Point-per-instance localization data
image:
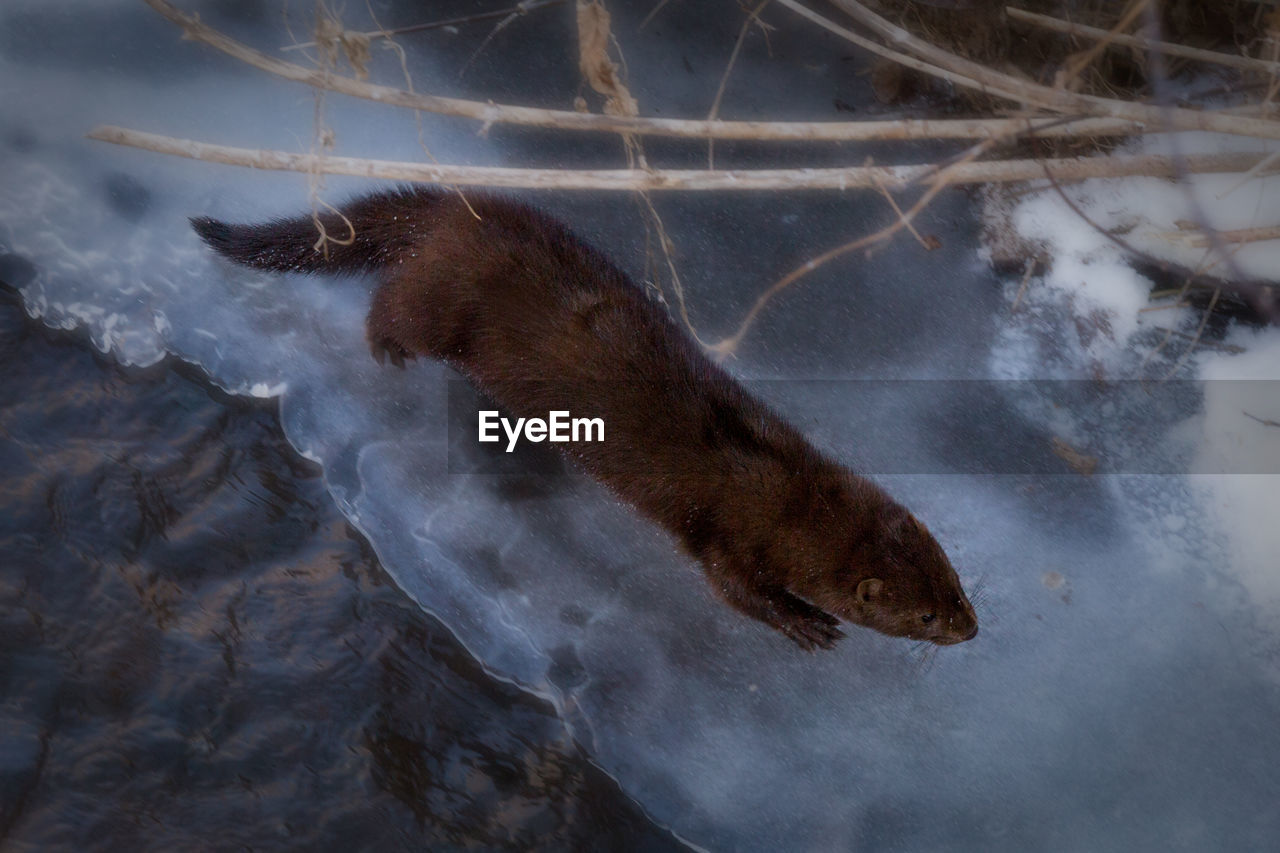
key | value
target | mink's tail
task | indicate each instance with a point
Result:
(370, 233)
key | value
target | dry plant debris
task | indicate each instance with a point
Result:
(1096, 64)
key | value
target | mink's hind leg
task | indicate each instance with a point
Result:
(807, 625)
(387, 328)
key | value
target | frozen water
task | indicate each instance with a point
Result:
(1123, 692)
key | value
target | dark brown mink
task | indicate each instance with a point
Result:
(542, 322)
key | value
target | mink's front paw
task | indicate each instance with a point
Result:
(809, 626)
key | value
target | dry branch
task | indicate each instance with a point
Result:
(986, 80)
(1244, 63)
(490, 113)
(842, 178)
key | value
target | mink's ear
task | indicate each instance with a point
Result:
(869, 589)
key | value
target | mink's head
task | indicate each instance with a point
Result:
(896, 579)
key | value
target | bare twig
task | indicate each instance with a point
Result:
(1265, 422)
(1246, 63)
(1258, 296)
(1022, 288)
(489, 113)
(1211, 345)
(940, 181)
(1083, 60)
(1201, 240)
(723, 83)
(625, 179)
(979, 77)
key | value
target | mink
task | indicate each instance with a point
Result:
(543, 322)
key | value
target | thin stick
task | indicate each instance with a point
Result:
(489, 113)
(940, 181)
(979, 77)
(519, 9)
(1265, 422)
(622, 179)
(728, 68)
(892, 203)
(1246, 63)
(1022, 288)
(1238, 236)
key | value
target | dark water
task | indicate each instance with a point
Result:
(197, 652)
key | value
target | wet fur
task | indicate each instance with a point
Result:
(543, 322)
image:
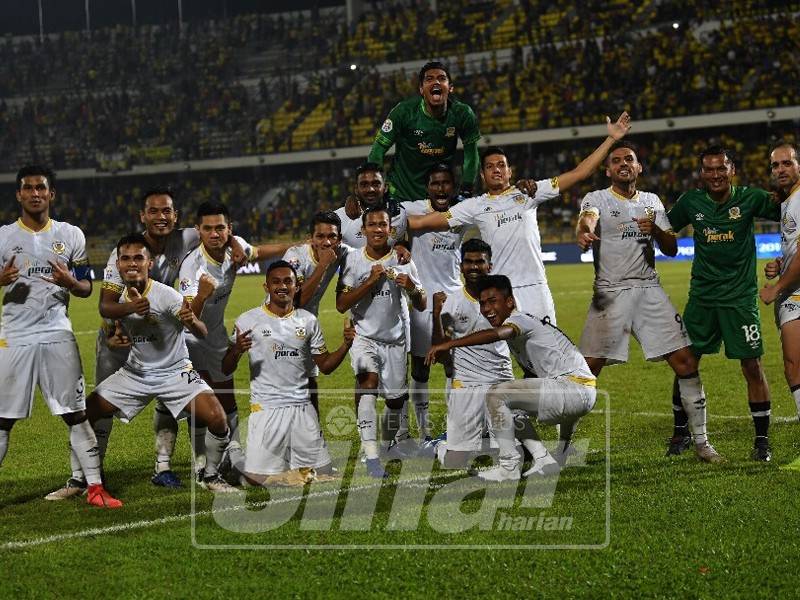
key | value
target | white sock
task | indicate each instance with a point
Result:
(197, 437)
(166, 429)
(796, 396)
(693, 399)
(3, 444)
(419, 394)
(367, 426)
(84, 443)
(215, 446)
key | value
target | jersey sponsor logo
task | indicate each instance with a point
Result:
(428, 149)
(505, 219)
(284, 352)
(713, 236)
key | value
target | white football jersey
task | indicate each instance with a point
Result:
(158, 345)
(486, 364)
(353, 236)
(545, 349)
(35, 310)
(379, 315)
(624, 257)
(303, 261)
(199, 262)
(282, 348)
(507, 223)
(166, 265)
(437, 254)
(790, 219)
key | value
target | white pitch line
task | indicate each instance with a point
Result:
(61, 537)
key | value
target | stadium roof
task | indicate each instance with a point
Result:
(21, 17)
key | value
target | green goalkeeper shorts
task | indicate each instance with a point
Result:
(739, 327)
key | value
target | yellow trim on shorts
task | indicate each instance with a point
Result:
(587, 381)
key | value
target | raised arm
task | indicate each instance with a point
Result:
(616, 131)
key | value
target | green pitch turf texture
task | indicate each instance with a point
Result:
(677, 527)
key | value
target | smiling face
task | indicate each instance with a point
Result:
(623, 167)
(440, 190)
(785, 167)
(716, 172)
(281, 285)
(496, 173)
(215, 231)
(496, 306)
(133, 264)
(34, 195)
(435, 88)
(159, 215)
(376, 229)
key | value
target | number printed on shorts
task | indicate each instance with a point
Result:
(192, 376)
(751, 333)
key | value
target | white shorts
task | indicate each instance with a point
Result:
(787, 310)
(645, 312)
(282, 438)
(535, 300)
(107, 361)
(421, 331)
(467, 416)
(54, 366)
(207, 353)
(552, 400)
(387, 360)
(131, 392)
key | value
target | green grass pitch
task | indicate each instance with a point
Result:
(676, 527)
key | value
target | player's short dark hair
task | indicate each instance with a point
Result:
(280, 264)
(476, 245)
(442, 168)
(327, 217)
(716, 151)
(498, 282)
(623, 144)
(368, 167)
(371, 209)
(210, 209)
(134, 239)
(491, 150)
(159, 190)
(31, 170)
(434, 64)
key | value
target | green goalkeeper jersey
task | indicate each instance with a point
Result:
(422, 141)
(724, 266)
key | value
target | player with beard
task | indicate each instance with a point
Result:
(424, 130)
(620, 224)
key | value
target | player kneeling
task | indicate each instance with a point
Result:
(158, 366)
(283, 431)
(563, 393)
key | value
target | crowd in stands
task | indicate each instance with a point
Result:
(152, 94)
(278, 202)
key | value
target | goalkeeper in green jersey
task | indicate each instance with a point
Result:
(723, 293)
(425, 131)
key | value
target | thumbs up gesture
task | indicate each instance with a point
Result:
(139, 304)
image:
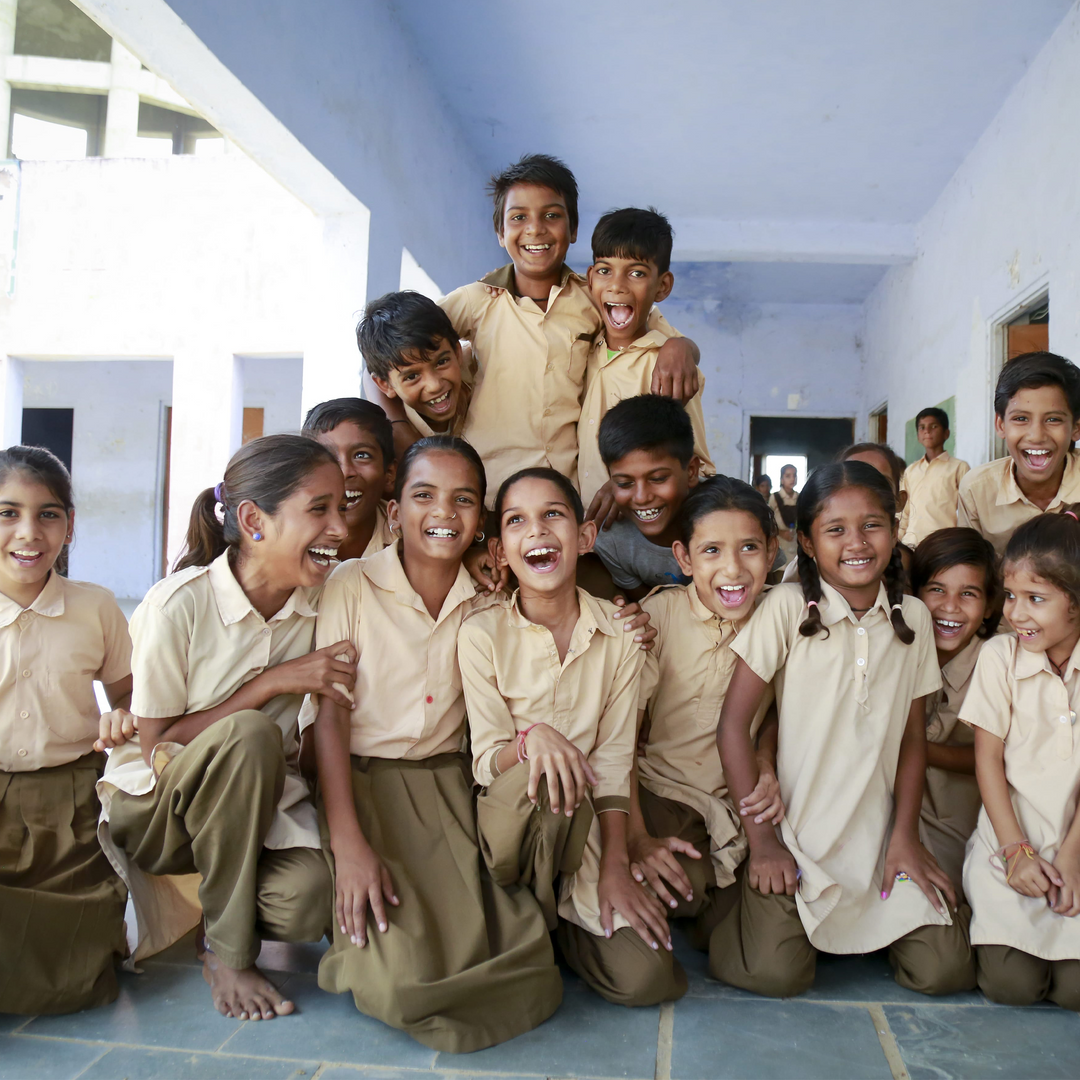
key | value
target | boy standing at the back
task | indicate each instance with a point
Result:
(931, 483)
(1037, 402)
(631, 273)
(530, 325)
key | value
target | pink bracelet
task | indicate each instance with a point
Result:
(522, 752)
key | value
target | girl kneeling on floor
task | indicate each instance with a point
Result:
(851, 659)
(552, 684)
(458, 962)
(62, 905)
(1022, 874)
(221, 660)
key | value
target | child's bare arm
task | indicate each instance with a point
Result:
(1026, 872)
(771, 866)
(905, 853)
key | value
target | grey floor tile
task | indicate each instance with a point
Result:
(588, 1036)
(765, 1039)
(329, 1025)
(184, 1065)
(22, 1057)
(166, 1006)
(939, 1042)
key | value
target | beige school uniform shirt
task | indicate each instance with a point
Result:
(684, 684)
(844, 701)
(197, 639)
(529, 370)
(1015, 696)
(513, 678)
(931, 488)
(950, 801)
(990, 499)
(50, 655)
(609, 379)
(407, 694)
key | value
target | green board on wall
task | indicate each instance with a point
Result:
(913, 448)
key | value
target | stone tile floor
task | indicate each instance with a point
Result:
(854, 1023)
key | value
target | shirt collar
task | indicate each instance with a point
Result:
(386, 571)
(232, 602)
(834, 607)
(49, 602)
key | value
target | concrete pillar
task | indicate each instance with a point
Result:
(11, 401)
(338, 289)
(7, 48)
(207, 424)
(121, 117)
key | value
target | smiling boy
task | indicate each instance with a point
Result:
(931, 483)
(631, 273)
(530, 325)
(414, 355)
(1037, 402)
(646, 443)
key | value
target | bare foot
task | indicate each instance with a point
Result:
(243, 995)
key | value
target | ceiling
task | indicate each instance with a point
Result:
(795, 145)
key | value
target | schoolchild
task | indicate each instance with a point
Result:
(932, 482)
(630, 274)
(1037, 406)
(221, 660)
(955, 574)
(414, 355)
(552, 686)
(360, 436)
(62, 905)
(531, 324)
(647, 446)
(1022, 874)
(686, 836)
(851, 659)
(458, 962)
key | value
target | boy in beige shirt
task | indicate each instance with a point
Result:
(931, 483)
(1037, 402)
(630, 274)
(531, 325)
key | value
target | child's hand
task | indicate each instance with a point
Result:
(603, 509)
(655, 861)
(764, 802)
(620, 892)
(637, 619)
(115, 729)
(772, 871)
(910, 858)
(553, 755)
(676, 374)
(484, 570)
(318, 672)
(361, 878)
(1065, 899)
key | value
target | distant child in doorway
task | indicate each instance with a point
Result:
(1037, 405)
(647, 446)
(955, 574)
(931, 484)
(360, 436)
(1022, 874)
(852, 660)
(62, 905)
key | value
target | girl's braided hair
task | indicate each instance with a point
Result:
(825, 482)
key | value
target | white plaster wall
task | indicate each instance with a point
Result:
(756, 356)
(116, 462)
(1007, 224)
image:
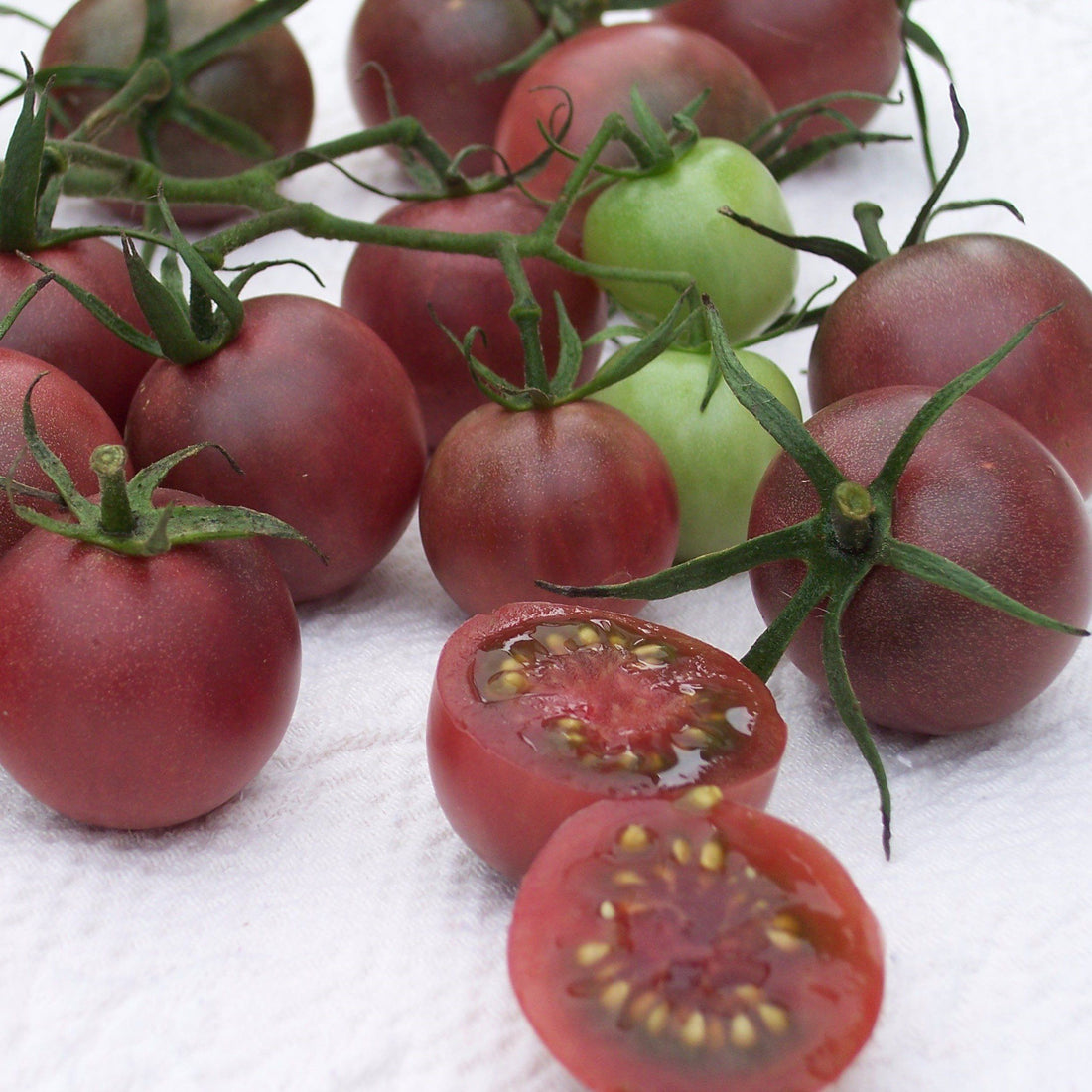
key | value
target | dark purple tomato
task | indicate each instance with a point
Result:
(321, 417)
(68, 418)
(56, 328)
(263, 83)
(938, 308)
(432, 53)
(980, 490)
(575, 494)
(142, 691)
(803, 51)
(405, 294)
(539, 709)
(669, 66)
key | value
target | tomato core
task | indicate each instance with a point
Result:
(590, 694)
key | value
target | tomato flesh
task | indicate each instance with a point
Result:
(670, 947)
(541, 709)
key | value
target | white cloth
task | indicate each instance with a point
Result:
(328, 930)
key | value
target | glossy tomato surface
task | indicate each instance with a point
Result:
(406, 295)
(672, 220)
(980, 490)
(576, 494)
(263, 83)
(141, 692)
(321, 417)
(718, 455)
(432, 56)
(665, 947)
(937, 308)
(69, 422)
(541, 709)
(800, 52)
(599, 68)
(58, 329)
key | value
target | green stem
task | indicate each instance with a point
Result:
(108, 462)
(852, 517)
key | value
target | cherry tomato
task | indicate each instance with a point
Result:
(321, 417)
(981, 490)
(670, 220)
(55, 327)
(801, 52)
(69, 422)
(541, 709)
(142, 691)
(575, 494)
(669, 67)
(432, 55)
(667, 947)
(461, 292)
(937, 308)
(263, 83)
(718, 455)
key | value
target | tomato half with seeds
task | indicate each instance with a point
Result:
(678, 947)
(541, 709)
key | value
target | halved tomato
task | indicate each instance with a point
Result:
(695, 946)
(541, 709)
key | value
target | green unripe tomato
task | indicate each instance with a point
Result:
(718, 456)
(672, 221)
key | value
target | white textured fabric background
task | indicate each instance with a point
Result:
(328, 931)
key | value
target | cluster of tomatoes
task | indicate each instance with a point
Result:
(668, 934)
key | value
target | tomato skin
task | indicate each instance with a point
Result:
(975, 292)
(55, 327)
(461, 292)
(67, 417)
(321, 417)
(800, 52)
(504, 797)
(432, 54)
(141, 692)
(670, 220)
(263, 82)
(718, 455)
(555, 494)
(669, 66)
(981, 490)
(689, 947)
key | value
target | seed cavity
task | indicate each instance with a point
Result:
(591, 952)
(652, 654)
(634, 838)
(508, 684)
(692, 1030)
(701, 798)
(681, 851)
(614, 997)
(711, 855)
(774, 1017)
(742, 1032)
(657, 1019)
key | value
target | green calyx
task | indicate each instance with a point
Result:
(28, 187)
(156, 80)
(867, 216)
(851, 533)
(124, 519)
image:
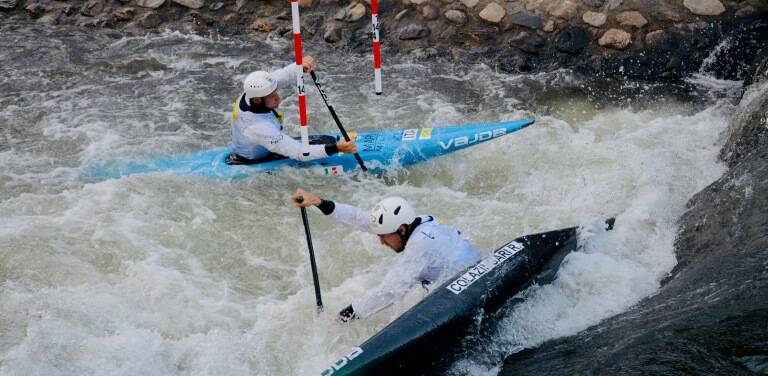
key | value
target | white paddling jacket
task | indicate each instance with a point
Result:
(433, 253)
(257, 134)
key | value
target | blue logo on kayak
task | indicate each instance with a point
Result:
(484, 266)
(477, 137)
(337, 365)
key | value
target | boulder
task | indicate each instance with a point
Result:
(413, 31)
(527, 42)
(571, 40)
(564, 10)
(35, 10)
(526, 19)
(705, 7)
(631, 18)
(493, 12)
(332, 32)
(151, 20)
(192, 4)
(595, 19)
(430, 12)
(456, 16)
(615, 38)
(8, 4)
(124, 14)
(154, 4)
(92, 8)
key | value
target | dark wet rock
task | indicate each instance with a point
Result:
(615, 38)
(446, 32)
(613, 4)
(571, 40)
(526, 19)
(216, 6)
(385, 6)
(661, 40)
(527, 42)
(154, 4)
(92, 8)
(8, 4)
(631, 18)
(593, 3)
(151, 20)
(424, 53)
(201, 19)
(49, 18)
(413, 31)
(35, 10)
(671, 12)
(401, 14)
(430, 12)
(124, 14)
(704, 7)
(493, 13)
(285, 15)
(192, 4)
(595, 19)
(564, 10)
(456, 16)
(516, 64)
(352, 13)
(262, 25)
(312, 23)
(332, 32)
(70, 9)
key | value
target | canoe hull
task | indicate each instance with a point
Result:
(379, 149)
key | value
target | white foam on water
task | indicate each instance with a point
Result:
(159, 274)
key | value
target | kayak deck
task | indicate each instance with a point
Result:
(379, 149)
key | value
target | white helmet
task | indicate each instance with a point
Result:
(258, 84)
(389, 214)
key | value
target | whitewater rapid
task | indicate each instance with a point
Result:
(157, 274)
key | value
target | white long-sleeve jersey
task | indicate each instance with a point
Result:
(433, 253)
(255, 135)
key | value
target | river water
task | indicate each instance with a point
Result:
(157, 274)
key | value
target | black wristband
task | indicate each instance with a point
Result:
(331, 149)
(347, 313)
(326, 206)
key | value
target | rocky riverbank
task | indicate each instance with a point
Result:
(640, 39)
(711, 315)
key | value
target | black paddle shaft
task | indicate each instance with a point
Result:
(335, 117)
(312, 263)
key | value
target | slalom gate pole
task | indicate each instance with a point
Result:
(312, 264)
(376, 47)
(304, 129)
(336, 118)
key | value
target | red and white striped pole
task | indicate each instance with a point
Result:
(304, 130)
(376, 47)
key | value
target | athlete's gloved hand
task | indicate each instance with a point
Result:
(347, 314)
(308, 198)
(348, 147)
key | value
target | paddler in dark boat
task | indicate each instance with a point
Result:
(427, 252)
(257, 125)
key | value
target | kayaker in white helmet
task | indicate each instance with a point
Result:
(257, 125)
(428, 252)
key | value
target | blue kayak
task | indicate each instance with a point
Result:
(379, 149)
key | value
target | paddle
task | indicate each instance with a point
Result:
(312, 264)
(335, 117)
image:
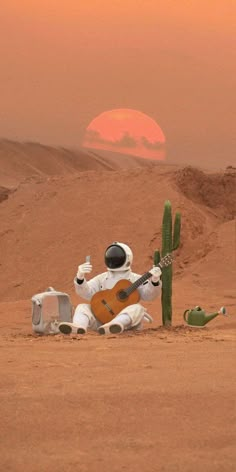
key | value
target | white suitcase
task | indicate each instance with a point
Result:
(50, 308)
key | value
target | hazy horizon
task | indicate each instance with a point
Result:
(62, 65)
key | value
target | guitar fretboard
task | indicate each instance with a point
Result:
(164, 262)
(138, 282)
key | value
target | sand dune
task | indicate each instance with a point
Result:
(20, 161)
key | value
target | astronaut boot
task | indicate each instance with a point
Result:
(116, 326)
(79, 325)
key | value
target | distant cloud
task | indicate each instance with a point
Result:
(151, 145)
(93, 136)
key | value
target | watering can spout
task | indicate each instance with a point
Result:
(198, 318)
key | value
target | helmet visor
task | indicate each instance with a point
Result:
(115, 257)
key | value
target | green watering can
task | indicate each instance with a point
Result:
(198, 318)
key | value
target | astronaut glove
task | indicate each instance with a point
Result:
(83, 269)
(156, 274)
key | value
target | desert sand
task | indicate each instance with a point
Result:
(158, 400)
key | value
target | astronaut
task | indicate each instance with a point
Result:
(118, 260)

PROBLEM: Starting at the line above that contains "target | rocky riverbank", write out each line exactly until the line that contains "target | kayaker in white helmet" has been written, and stop there.

RESPONSE AREA:
target | rocky riverbank
task | indicate each instance with a point
Result:
(640, 39)
(711, 315)
key | value
target | black paddle shaft
task | indicate each instance with a point
Result:
(335, 117)
(312, 263)
key | value
target | slalom gate pole
task | indicate each instance with a point
Result:
(312, 264)
(376, 47)
(304, 129)
(336, 118)
key | value
target | red and white striped pole
task | indicate each instance with a point
Result:
(304, 130)
(376, 47)
key | value
target | athlete's gloved hand
task | indicate each instance with a point
Result:
(347, 314)
(308, 198)
(348, 147)
key | value
target | paddler in dark boat
task | indicate each instance with a point
Result:
(427, 252)
(257, 125)
key | value
target | kayaker in white helmet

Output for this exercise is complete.